(Entries from a pointing dataset)
┏━━

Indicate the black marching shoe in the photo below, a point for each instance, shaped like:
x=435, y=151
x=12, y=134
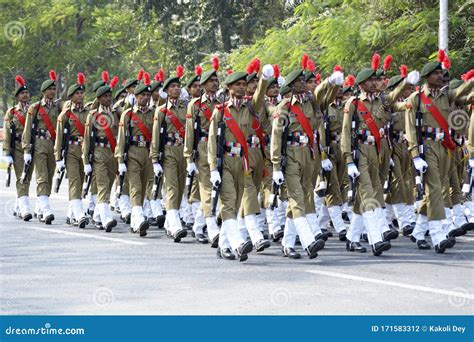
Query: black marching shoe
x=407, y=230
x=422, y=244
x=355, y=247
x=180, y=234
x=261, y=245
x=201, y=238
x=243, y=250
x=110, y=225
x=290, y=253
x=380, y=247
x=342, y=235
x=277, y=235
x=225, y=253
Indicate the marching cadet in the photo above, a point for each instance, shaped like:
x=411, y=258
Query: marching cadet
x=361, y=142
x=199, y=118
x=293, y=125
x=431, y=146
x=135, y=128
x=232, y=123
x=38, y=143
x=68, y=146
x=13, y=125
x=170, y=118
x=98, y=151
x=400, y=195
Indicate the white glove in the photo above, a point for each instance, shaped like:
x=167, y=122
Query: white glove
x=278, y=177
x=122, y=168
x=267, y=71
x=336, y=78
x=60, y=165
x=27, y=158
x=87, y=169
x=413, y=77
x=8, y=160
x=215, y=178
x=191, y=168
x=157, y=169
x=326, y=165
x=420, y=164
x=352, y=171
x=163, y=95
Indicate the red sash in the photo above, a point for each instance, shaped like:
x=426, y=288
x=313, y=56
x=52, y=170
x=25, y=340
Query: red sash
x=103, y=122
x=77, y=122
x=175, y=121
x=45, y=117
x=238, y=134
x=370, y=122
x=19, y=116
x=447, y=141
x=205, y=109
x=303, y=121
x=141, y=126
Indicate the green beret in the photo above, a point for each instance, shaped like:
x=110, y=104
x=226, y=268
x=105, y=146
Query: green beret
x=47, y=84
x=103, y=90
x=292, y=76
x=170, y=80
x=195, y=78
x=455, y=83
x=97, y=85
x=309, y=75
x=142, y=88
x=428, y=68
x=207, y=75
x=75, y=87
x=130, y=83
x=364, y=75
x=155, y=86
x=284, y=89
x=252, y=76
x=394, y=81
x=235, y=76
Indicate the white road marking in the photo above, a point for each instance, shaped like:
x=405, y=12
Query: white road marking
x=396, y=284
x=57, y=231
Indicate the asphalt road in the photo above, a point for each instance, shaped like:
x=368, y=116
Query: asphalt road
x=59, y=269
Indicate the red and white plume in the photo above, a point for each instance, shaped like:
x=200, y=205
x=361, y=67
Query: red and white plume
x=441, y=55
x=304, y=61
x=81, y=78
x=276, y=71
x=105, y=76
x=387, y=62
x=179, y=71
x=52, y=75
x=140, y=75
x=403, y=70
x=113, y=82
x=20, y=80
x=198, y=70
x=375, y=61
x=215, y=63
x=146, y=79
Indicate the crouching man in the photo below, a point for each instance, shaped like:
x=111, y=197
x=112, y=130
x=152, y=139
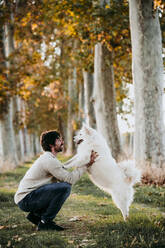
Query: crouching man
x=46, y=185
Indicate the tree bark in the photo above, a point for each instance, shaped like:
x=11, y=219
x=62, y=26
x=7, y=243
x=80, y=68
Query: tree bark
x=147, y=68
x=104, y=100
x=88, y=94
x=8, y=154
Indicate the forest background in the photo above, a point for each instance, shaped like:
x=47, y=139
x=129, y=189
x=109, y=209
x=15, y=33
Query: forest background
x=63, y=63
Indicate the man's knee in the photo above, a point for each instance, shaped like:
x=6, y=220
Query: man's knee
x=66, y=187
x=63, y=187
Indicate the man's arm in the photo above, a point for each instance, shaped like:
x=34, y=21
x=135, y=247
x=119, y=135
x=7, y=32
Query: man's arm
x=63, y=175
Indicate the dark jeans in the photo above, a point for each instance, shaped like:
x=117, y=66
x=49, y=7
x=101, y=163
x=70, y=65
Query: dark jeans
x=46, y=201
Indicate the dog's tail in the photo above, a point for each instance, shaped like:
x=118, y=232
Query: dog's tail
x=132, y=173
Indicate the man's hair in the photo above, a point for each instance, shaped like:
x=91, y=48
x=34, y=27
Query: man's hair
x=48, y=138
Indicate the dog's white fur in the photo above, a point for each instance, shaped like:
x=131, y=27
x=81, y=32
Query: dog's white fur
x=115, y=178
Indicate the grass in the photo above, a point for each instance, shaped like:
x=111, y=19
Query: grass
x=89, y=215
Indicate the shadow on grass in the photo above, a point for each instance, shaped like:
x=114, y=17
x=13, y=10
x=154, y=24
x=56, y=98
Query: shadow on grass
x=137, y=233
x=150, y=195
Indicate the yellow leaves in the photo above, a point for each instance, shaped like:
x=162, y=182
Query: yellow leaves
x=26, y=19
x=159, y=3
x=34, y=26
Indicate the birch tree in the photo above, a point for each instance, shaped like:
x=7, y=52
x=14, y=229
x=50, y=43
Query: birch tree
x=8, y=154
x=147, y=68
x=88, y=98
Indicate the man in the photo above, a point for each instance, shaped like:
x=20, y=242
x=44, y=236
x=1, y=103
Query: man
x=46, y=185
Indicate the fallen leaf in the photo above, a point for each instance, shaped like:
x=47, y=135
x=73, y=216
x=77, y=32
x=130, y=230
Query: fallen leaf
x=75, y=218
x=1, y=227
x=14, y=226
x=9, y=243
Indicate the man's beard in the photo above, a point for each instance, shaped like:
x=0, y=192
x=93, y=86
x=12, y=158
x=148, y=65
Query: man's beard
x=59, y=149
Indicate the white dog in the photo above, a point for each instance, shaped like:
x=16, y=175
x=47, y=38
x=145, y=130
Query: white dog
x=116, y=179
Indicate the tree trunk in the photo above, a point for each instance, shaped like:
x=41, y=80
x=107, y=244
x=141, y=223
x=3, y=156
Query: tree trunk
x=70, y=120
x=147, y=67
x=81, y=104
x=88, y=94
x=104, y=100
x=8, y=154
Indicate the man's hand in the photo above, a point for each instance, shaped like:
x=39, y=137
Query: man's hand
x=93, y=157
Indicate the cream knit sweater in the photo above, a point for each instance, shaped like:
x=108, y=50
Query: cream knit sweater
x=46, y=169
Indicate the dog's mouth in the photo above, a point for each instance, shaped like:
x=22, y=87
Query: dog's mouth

┗━━

**Problem description**
Reproduce all of the records above line for line without changing anything, but leave out the pictures.

**Finished task**
Indicate the black marching shoe in the photo below, a point for each instance, shaped like:
x=435, y=151
x=12, y=134
Query: black marching shoe
x=407, y=230
x=422, y=244
x=355, y=247
x=180, y=234
x=261, y=245
x=201, y=238
x=243, y=250
x=110, y=225
x=290, y=253
x=380, y=247
x=342, y=235
x=277, y=235
x=225, y=253
Indicate the marching cadet in the photo above, a point for each instance, shaped like:
x=411, y=258
Query: marching cadet
x=361, y=142
x=199, y=118
x=293, y=125
x=431, y=146
x=135, y=128
x=232, y=123
x=38, y=143
x=68, y=146
x=13, y=125
x=170, y=118
x=98, y=151
x=400, y=195
Indicate the white glove in the photo above, a point for each instance, shaped like:
x=167, y=122
Query: white glove
x=278, y=177
x=122, y=168
x=267, y=71
x=336, y=78
x=60, y=165
x=27, y=158
x=87, y=169
x=413, y=77
x=8, y=160
x=215, y=178
x=191, y=168
x=157, y=169
x=326, y=165
x=420, y=164
x=352, y=171
x=163, y=95
Indicate the red sash in the photo above, a point for each instance, shaped like:
x=426, y=288
x=313, y=56
x=52, y=170
x=25, y=340
Query: red sash
x=103, y=122
x=77, y=122
x=175, y=121
x=45, y=117
x=238, y=134
x=370, y=122
x=19, y=116
x=447, y=141
x=205, y=109
x=303, y=121
x=141, y=126
Indicate the green beret in the photo above, a point for each instance, shaped like:
x=110, y=104
x=226, y=268
x=105, y=146
Query: green beret
x=47, y=84
x=103, y=90
x=292, y=76
x=170, y=80
x=195, y=78
x=455, y=83
x=97, y=85
x=309, y=75
x=142, y=88
x=428, y=68
x=207, y=75
x=75, y=87
x=130, y=83
x=364, y=75
x=155, y=86
x=284, y=89
x=252, y=76
x=394, y=81
x=235, y=76
Indicate the white road marking in the photo above, a point for each instance, shaped like:
x=405, y=12
Query: white road marking
x=396, y=284
x=57, y=231
Indicate the asphalt road in the photo above, a point for each instance, shaped like:
x=368, y=116
Query: asphalt road
x=59, y=269
Indicate the red and white plume in the photo above, a point for each instance, shaped like:
x=200, y=205
x=361, y=67
Query: red and white plume
x=441, y=55
x=304, y=61
x=81, y=78
x=276, y=71
x=105, y=76
x=387, y=62
x=179, y=71
x=52, y=75
x=140, y=75
x=403, y=70
x=113, y=82
x=20, y=80
x=198, y=70
x=375, y=61
x=215, y=63
x=146, y=79
Indicate the crouching man in the photo below, a point for each instance, shaped like:
x=111, y=197
x=112, y=130
x=152, y=139
Query: crouching man
x=46, y=185
Indicate the tree bark in the photo above, a point for each instance, shaped like:
x=11, y=219
x=62, y=26
x=7, y=243
x=80, y=68
Query: tree bark
x=147, y=68
x=104, y=100
x=88, y=94
x=8, y=154
Indicate the forest background in the photo above, a point for each instance, shaped like:
x=47, y=139
x=129, y=189
x=109, y=209
x=15, y=33
Query: forest background
x=63, y=63
Indicate the man's knee in the photo above, a point for each instance, shaped like:
x=6, y=220
Query: man's knee
x=66, y=187
x=63, y=187
Indicate the man's arm in the photo above, a point for each instance, shaped like:
x=34, y=21
x=135, y=247
x=119, y=135
x=7, y=32
Query: man's arm
x=63, y=175
Indicate the dark jeans in the photo above, a point for each instance, shaped like:
x=117, y=66
x=49, y=7
x=101, y=163
x=70, y=65
Query: dark jeans
x=46, y=201
Indicate the dog's tail in the photo above, a point for each instance, shaped like:
x=118, y=232
Query: dog's tail
x=132, y=173
Indicate the man's hair in the photo above, a point for each instance, shaped like:
x=91, y=48
x=34, y=27
Query: man's hair
x=48, y=138
Indicate the dog's white fur in the photo above, a point for each instance, shaped like:
x=131, y=27
x=81, y=32
Query: dog's white fur
x=115, y=178
Indicate the grass in the photo above, a point for each instance, shaped like:
x=111, y=19
Query: grass
x=89, y=215
Indicate the shadow on grass in the photo above, a point for each instance, shaped like:
x=114, y=17
x=13, y=10
x=154, y=24
x=56, y=98
Query: shadow on grass
x=137, y=233
x=150, y=195
Indicate the yellow leaves in the photo above, a point for each instance, shaped like:
x=162, y=182
Query: yellow leaves
x=26, y=19
x=159, y=3
x=34, y=26
Indicate the birch tree in the photo above, a point for each instance, shaped like:
x=7, y=52
x=14, y=229
x=50, y=43
Query: birch tree
x=8, y=154
x=147, y=68
x=88, y=98
Indicate the man in the photo above, a point for each instance, shaped like:
x=20, y=242
x=44, y=236
x=1, y=103
Query: man
x=46, y=185
Indicate the fallen leaf in the photo above, a point for each instance, shaped like:
x=47, y=135
x=73, y=216
x=77, y=32
x=130, y=230
Query: fallen leaf
x=75, y=218
x=1, y=227
x=14, y=226
x=9, y=243
Indicate the man's beard in the photo above, a point for each instance, shaped like:
x=0, y=192
x=93, y=86
x=12, y=158
x=148, y=65
Query: man's beard
x=59, y=149
Indicate the white dog in the photo above, a point for each instance, shaped like:
x=16, y=175
x=47, y=38
x=145, y=130
Query: white dog
x=116, y=179
Indicate the tree trunk in the photo above, a point for each instance, shaped like:
x=41, y=80
x=107, y=244
x=141, y=223
x=3, y=156
Query: tree trunk
x=70, y=120
x=147, y=67
x=81, y=104
x=88, y=94
x=104, y=100
x=8, y=154
Indicate the man's hand in the photo above, a point for each instance, shaped like:
x=39, y=137
Query: man's hand
x=93, y=157
Indicate the cream knit sweater in the photo above, a point for each instance, shaped like:
x=108, y=50
Query: cream knit sweater
x=46, y=169
Indicate the dog's mouth in the photo above, a point for each instance, shaped like:
x=22, y=87
Query: dog's mouth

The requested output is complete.